== TEXT SHOWN ==
········

At 11:00 AM 1/2/01 -0800, Strata Rose Chalup wrote:
>"Angels on the Internet: The Elusive Promise of "Technological
>Disintermediation" for Unregistered Offerings of Securities
> by Donald C.
Langevoort is a well-known scholar in securities law regulation, and a lot
of this article covers useful ground. But I'm just not sure that he comes
to the right conclusions here:
"On balance, I would be willing to deregulate in the area of general
solicitations. Any form of general solicitation should be permissible so
long as the offering is made available only to accredited investors. Given
my concerns about the financial acumen of many accredited investors,
however, I would use a test the waters approach--allowing contacts, but
imposing some cooling off period between the initial solicitation and the
ultimate sales, as well as facilitating the kind of risk warning disclosure
suggested above.(94) Within this framework, of course, there would be no
need to retain the IPOnet concept that offerings be made available to
accredited investors only if they were posted after the prequalification of
the investor in question. With respect to sales to non-accredited
investors, I would allow for more restrained water testing along the lines
of that found in Regulation A, with the same cooling-off time to assure
that the required disclosure would be meaningful. "
He may be "deregulating" by eliminating the two-step procedure of 1)
qualifying a pool of investors, then 2) presenting investors with the
opportunity or opportunities, but he's actually increasing the overall
transaction cost by imposing a cooling-off period that mandatorily slows
the whole damn process down. If there's one thing that entrepreneurs need,
it's speed in the deal. I'm trying to imagine a world where Series A rounds
had the same kind of no-marketing-or-recruiting-allowed quiet periods that
IPO filings require, and it's not pretty.

········

== PROBLEMS TO SOLVE ==
**A)** In the email on deregulating securities offerings, list each measure named in the quoted proposal that begins "On balance", including the one its author says would no longer be needed.
**B)** Take the email on deregulating securities offerings further, starting after its final sentence.

[Records from a data source]
········

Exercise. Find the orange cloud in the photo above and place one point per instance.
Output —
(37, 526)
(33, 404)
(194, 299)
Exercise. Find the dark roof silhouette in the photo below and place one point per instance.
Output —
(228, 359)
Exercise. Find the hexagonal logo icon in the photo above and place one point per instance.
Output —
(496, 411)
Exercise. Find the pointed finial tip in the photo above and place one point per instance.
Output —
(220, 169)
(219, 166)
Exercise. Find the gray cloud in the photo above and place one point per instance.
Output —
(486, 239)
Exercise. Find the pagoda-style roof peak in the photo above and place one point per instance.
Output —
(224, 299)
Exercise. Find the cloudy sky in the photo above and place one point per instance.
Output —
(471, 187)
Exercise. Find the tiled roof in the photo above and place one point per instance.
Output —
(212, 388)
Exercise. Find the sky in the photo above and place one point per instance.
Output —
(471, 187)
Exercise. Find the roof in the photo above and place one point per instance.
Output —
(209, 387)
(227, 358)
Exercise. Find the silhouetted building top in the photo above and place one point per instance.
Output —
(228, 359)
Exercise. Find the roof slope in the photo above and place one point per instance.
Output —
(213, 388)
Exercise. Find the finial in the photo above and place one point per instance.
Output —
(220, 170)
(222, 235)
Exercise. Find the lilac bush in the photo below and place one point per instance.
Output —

········

== SOLVED TASKS ==
**A)**
- Permit any form of general solicitation, provided the offering is made available only to accredited investors.
- Use a test-the-waters approach that allows contacts.
- Impose a cooling-off period between the initial solicitation and the ultimate sales.
- Facilitate risk warning disclosure.
- Drop the IPOnet concept that offerings be made available to accredited investors only if posted after the investor's prequalification.
- For non-accredited investors, allow more restrained water testing along the lines of Regulation A, with the same cooling-off time.

**B)**
His suggestion about "textured" risk disclosure statements also tend to cut
against what he's trying to accomplish - take a look at the frequently
hilariously fraidy-cat risk statements in the S-1 documents that companies
file for their IPOs and tell me how easy those are to draft correctly. (A
personal favorite: "Management may use the capital raised in this offering
in ways you do not agree with and may not like.") That's a greater barrier
to entry than the prohibition against general solicitation that he thinks
is so problematic. It's even a greater barrier to capital-market entry than
the disclosure requirements currently rolled into Rule 506. 506 generally
gets interpreted as a requirement to give the investors everything the
entrepreneur knows, which is a long way away from everything the
entrepreneur would ideally know, and even a fair bit different from what a
"reasonably diligent" entrepreneur would know.
Take a look at Garage.com, which creates a web-accessible community of
pre-qualified investors. Transaction costs are relatively low and it fully
conforms with the current Rule D framework. What Garage.com adds is
intermediation that pre-screens investors for not only their accredited
status under Reg D, but also their investment acumen. For entrepreneurs,
who tend to really need some help planning and managing their new ventures,
this is a welcome screening.
I also suspect that the logic of the SEC's definition of "accredited
investor" isn't that millionaires possess financial acumen, but that they
have the ability to lose the money they're investing without starving to
death. It's "caveat emptor" with a little safety net for the
non-millionaires in the house.
Anyhow, I'm procrastinating again when I should be sending documents to
certain accredited investors!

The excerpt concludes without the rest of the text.